--- PROVIDED ENTRIES ---

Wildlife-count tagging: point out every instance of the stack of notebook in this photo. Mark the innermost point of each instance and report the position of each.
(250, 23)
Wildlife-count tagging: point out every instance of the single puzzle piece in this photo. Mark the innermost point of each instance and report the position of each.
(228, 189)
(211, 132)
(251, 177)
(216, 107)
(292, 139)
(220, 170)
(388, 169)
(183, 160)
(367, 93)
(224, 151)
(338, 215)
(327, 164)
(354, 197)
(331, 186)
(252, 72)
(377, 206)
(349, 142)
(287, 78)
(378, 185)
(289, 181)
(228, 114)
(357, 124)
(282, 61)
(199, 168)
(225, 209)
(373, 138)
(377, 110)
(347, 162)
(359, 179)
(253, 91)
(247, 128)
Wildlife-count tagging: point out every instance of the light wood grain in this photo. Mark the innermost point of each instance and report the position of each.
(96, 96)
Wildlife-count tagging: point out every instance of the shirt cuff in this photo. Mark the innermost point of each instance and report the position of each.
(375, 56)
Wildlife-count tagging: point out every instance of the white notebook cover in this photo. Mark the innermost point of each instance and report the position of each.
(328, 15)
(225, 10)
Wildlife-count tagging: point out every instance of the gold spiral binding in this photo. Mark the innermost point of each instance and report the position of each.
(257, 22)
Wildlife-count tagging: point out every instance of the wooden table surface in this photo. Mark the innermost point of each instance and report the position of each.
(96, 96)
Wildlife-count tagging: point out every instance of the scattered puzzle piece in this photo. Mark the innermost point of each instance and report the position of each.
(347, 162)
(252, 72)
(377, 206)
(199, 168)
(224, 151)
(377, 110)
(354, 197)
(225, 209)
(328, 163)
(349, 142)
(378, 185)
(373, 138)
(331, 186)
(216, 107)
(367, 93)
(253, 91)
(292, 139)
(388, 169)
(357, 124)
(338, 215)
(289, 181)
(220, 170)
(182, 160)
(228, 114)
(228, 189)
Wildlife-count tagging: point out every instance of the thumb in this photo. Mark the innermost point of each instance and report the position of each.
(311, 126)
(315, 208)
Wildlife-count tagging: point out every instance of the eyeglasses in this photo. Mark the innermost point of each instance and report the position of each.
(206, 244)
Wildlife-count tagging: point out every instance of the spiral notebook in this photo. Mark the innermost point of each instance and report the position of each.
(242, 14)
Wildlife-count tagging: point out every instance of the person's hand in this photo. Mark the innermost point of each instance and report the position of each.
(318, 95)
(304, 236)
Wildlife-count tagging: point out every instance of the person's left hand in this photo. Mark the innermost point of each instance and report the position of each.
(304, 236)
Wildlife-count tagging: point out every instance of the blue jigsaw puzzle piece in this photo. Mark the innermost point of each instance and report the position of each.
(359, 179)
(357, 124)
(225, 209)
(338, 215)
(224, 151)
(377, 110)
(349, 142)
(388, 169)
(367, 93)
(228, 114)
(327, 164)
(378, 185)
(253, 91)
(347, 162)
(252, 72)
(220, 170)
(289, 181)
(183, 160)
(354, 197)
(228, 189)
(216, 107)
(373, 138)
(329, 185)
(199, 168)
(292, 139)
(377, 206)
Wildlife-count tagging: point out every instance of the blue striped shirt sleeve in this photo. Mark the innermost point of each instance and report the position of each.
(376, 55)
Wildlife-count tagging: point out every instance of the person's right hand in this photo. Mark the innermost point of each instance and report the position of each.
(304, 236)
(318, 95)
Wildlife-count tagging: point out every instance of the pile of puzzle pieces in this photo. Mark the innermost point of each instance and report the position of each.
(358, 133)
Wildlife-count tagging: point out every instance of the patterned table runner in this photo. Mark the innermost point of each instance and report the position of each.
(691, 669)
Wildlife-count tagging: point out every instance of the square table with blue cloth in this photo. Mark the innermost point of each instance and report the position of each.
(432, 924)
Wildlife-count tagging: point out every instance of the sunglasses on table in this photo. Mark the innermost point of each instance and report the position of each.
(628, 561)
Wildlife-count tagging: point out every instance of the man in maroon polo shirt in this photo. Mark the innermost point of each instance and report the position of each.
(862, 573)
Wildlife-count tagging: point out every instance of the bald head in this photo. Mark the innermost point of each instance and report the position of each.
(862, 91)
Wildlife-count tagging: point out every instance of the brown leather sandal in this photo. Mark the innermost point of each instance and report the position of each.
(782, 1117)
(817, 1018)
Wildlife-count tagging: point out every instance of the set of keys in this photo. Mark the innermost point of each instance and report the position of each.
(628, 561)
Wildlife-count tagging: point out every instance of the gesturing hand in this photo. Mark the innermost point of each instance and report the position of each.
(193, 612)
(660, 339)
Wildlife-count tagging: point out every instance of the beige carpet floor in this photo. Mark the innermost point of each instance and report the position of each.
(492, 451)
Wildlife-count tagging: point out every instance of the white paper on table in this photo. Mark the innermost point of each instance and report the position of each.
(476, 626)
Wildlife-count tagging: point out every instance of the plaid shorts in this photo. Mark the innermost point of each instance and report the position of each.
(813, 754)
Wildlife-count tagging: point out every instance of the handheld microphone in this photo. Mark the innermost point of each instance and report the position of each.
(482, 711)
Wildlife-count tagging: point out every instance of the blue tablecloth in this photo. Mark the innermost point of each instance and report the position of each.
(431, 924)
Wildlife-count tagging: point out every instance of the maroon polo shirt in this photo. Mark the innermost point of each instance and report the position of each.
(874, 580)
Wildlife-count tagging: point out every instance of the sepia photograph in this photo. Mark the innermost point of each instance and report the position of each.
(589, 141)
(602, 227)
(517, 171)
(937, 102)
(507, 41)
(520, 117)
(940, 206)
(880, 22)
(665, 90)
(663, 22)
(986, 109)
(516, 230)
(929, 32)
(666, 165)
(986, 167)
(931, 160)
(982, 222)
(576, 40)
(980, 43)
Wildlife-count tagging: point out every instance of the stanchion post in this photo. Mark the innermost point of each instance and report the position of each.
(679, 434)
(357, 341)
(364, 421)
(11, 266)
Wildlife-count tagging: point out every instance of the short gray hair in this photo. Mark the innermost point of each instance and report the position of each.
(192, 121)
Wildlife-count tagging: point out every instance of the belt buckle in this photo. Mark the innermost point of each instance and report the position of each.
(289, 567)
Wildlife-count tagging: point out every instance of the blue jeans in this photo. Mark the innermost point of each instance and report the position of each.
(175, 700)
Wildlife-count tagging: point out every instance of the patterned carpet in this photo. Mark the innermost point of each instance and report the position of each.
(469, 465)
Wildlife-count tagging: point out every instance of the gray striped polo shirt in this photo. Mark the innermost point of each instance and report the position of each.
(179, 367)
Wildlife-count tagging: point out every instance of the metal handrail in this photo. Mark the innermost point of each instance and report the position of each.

---

OBJECTIVE: Update the items from the line that contains "the blue tablecloth" through the last item, changing "innermost point" to "central point" and leaving everything else unchanged.

COMPLETE OUTPUT:
Wildlife-count tagging: point out every instance of the blue tablecloth in this photo. Mark the central point of each instance and report the position of each.
(431, 924)
Wildlife-count tagging: point out every instance of the maroon polo shirt in this photo. Mark the central point of each instance and report the position of each.
(874, 580)
Wildlife-count tagging: point out every instance of the sepia photograph in this photo. Mark the central point of each instance and report the position of each.
(589, 141)
(602, 227)
(517, 171)
(937, 102)
(507, 41)
(520, 117)
(940, 206)
(880, 22)
(665, 90)
(663, 22)
(986, 109)
(516, 230)
(929, 32)
(666, 165)
(986, 167)
(931, 160)
(982, 222)
(576, 40)
(980, 43)
Wildlife-count tagging: point out every instance of the stanchion post in this photo. Mark the central point of each instance and report the position of each.
(679, 434)
(357, 341)
(364, 421)
(11, 266)
Wildlife-count tagging: point out every instance of the short gray hair in this photo. Mark the central point of each instance and report the position of each.
(192, 121)
Wildlife-count tagging: point out every instance of the belt buckle in this photo. Mark the central point of each instance and report the position of each.
(289, 567)
Wildlife-count tagging: point out every instance of the blue jeans in this photo. Mark the central point of each instance and report the position of each.
(175, 700)
Wildlife-count tagging: point out every instance of the patterned carpet in this photo. Mark the central point of each instance and report the position of each.
(469, 465)
Wildlife-count tagging: point out every instance of the gray striped polo shirt in this photo. Mark the central point of each instance and report the position of each.
(179, 367)
Wildlife-count tagging: point out every instance of the metal handrail in this photo. Mark the central point of each instance and report the position of each.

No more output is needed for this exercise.